◆ Document section:
Coproduction Office, founded in 1987, is composed of four production divisions in Berlin, Paris, Copenhagen and London, and an international sales company, all specialised in Auteur Cinema. Coproduction Office’s founder Philippe Bober has produced forty films to date with twelve of these having been selected to screen in Competition in Cannes, winning two Golden Palms: Triangle of Sadness and The Square both by Ruben Östlund.

Over the last two decades, it has mainly produced and handled films by Ulrich Seidl, Jessica Hausner, Roy Andersson, Michelangelo Frammartino,  Kornél Mundruczó, Ilya Khrzhanovsky, Carlos Reygadas, Ruben Östlund, and has also sold films by, among others, Gust Van den Berghe, Takashi Miike, Antonio Campos, Cristi Puiu, Corneliu Porumboiu and Thomas Clay. 

As one of Europe’s leading international sales agents, Coproduction Office handles the international distribution of its films as well as a selection of other exceptional films, such as the meticulously restored masterpieces of Roberto Rossellini.

◆ Set task: Carry on the Coproduction Office profile, starting after its last sentence. The items come from a separate source unrelated to the Coproduction Office profile.

(Point-based annotation data)
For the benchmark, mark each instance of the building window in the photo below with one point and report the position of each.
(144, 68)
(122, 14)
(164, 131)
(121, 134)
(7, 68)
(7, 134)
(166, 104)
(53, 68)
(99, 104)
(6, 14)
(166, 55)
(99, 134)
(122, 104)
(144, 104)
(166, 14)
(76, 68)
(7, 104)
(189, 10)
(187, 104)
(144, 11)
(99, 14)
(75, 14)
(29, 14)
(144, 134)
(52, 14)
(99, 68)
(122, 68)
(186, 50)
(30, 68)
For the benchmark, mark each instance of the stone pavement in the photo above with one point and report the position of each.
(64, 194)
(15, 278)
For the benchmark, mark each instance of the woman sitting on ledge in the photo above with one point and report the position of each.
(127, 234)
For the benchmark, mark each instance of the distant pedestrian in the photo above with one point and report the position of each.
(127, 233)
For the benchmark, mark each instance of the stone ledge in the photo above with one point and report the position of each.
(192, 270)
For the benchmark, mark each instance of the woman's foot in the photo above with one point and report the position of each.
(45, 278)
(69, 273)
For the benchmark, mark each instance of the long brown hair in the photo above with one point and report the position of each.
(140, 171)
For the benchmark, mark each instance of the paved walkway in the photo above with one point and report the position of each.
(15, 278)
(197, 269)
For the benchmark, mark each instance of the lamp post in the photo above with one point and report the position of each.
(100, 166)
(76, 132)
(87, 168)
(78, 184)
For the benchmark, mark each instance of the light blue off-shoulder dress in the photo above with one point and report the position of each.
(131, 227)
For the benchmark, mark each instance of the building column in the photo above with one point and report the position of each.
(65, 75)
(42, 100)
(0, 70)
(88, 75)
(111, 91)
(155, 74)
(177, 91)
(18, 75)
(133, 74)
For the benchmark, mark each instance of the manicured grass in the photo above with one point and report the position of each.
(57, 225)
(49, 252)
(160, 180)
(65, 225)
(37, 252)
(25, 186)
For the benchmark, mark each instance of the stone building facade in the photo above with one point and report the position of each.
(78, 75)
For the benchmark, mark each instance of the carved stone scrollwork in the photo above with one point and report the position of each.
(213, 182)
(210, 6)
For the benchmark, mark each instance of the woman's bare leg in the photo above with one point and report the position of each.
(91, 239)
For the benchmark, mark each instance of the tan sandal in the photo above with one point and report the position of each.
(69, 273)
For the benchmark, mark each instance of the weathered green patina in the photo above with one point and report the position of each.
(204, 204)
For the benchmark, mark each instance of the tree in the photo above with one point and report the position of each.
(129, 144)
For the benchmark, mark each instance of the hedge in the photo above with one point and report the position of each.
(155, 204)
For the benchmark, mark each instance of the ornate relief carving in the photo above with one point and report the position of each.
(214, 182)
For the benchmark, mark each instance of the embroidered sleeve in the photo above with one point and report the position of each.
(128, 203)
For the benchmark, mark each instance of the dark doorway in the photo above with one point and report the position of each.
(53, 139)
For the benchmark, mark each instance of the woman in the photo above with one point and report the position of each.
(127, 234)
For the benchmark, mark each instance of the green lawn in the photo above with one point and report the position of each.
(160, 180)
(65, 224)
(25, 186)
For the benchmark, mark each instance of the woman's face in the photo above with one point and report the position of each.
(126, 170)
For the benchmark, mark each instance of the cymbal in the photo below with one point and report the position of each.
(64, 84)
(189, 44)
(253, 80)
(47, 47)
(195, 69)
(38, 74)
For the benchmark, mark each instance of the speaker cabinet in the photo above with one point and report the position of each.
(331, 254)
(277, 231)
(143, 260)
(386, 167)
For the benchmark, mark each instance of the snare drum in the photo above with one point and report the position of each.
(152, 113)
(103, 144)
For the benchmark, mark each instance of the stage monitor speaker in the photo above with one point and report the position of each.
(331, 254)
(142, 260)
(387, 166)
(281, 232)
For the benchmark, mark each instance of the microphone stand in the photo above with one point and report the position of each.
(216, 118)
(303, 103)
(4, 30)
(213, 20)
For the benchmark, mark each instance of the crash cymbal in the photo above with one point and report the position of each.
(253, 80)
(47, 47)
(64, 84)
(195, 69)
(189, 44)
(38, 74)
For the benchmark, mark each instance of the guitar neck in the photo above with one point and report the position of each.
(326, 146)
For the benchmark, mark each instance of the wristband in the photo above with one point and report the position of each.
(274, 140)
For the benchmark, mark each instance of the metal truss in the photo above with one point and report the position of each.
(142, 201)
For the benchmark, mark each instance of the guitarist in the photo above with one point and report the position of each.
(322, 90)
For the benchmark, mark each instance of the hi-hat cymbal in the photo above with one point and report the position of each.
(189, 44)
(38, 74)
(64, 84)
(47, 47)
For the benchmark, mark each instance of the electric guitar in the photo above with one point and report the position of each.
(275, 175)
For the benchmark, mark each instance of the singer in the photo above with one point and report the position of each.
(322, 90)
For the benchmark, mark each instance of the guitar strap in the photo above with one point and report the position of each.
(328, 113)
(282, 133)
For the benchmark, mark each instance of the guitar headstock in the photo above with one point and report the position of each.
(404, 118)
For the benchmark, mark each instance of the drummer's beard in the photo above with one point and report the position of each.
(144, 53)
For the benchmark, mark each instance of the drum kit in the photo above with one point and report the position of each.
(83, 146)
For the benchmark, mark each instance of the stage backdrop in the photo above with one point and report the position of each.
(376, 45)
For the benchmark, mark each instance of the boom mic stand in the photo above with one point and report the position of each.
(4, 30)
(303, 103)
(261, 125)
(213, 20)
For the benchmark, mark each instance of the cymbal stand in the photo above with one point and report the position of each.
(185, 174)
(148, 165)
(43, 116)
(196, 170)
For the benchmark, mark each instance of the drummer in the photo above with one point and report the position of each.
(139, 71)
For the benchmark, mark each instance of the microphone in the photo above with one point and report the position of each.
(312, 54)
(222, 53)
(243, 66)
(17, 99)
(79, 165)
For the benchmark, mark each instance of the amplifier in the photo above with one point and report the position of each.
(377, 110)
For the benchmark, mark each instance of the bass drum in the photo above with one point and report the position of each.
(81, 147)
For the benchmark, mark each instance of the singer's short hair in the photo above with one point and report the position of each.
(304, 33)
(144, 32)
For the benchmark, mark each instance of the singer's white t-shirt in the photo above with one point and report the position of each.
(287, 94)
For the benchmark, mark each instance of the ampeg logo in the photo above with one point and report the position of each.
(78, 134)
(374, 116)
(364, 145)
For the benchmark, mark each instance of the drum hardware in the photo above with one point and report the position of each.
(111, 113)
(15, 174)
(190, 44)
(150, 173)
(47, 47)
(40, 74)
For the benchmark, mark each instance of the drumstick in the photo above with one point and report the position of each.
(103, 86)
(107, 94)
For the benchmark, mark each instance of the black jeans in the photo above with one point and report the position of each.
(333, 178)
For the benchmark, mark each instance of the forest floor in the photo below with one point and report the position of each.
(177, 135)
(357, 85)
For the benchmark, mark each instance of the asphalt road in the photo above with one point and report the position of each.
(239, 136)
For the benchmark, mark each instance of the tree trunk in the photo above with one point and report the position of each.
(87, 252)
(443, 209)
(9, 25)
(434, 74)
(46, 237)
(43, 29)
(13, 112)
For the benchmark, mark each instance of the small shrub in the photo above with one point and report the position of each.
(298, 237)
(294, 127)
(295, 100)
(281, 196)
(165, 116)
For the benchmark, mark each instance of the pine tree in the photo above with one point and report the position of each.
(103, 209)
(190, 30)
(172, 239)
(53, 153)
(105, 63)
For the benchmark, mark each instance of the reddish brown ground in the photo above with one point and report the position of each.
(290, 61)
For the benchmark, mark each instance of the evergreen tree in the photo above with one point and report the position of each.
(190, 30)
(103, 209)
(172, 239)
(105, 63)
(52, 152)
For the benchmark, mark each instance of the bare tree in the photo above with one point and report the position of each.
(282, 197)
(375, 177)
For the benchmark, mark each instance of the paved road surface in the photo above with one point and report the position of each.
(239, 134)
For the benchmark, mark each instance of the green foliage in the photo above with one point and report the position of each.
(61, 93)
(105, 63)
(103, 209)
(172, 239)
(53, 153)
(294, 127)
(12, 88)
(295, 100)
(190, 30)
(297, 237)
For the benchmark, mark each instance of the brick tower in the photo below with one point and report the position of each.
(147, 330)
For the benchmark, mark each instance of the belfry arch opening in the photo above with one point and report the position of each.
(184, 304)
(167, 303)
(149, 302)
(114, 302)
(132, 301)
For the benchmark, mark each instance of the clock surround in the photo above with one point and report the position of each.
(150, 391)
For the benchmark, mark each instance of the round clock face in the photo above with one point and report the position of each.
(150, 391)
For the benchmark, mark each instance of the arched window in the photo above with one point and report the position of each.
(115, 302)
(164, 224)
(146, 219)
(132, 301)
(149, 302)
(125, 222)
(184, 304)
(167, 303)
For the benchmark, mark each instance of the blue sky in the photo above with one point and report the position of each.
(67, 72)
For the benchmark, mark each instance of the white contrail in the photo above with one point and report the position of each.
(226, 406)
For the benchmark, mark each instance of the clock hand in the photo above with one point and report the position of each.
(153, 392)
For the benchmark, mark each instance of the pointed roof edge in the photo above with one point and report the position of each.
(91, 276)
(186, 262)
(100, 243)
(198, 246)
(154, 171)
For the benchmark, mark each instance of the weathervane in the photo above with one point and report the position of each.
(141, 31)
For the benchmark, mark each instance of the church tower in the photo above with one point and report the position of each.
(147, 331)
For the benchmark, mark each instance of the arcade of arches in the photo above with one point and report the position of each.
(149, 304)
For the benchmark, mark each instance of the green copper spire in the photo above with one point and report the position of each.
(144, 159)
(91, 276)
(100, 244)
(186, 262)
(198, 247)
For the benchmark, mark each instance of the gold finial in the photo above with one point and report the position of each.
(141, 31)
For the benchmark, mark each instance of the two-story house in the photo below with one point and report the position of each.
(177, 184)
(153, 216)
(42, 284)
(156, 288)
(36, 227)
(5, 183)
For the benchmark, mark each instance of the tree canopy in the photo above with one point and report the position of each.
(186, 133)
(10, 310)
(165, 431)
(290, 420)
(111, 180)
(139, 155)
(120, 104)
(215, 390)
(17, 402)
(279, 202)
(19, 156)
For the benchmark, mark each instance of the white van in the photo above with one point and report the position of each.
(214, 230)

◆ Result of this exercise:
History 
Founded in 1987 by Philippe Bober, the company was named after its efforts to raise funds for Europa by Lars von Trier (winner of the Jury Prize at Cannes in 1991). Europa was a four-country coproduction supported by Eurimages during its very first session in 1989 for which Bober acted as associate producer for Germany and France. For von Trier's following project, The Kingdom, Coproduction Office was involved both as German co-producer and international sales agent, closing deals in territories where the four-hour-long television series was distributed theatrically (by October Films in the U.S.; ICA Projects in the United Kingdom; Haut et Cour in France; Shochiku in Japan, Key Films in Italy; Essential Films in Germany - the then newly created, Berlin-based production arm of Coproduction Office). Coproduction Office then went on to produce Breaking The Waves for the joint production venture Libérator Productions with Zentropa in 1999, and has established ongoing relationships with Scandinavian directors; Roy Andersson, Dagur Kári, producing the film Nói Albinóitogether with Iceland's Zik Zak Filmworks, as well as 
Ruben Östlund.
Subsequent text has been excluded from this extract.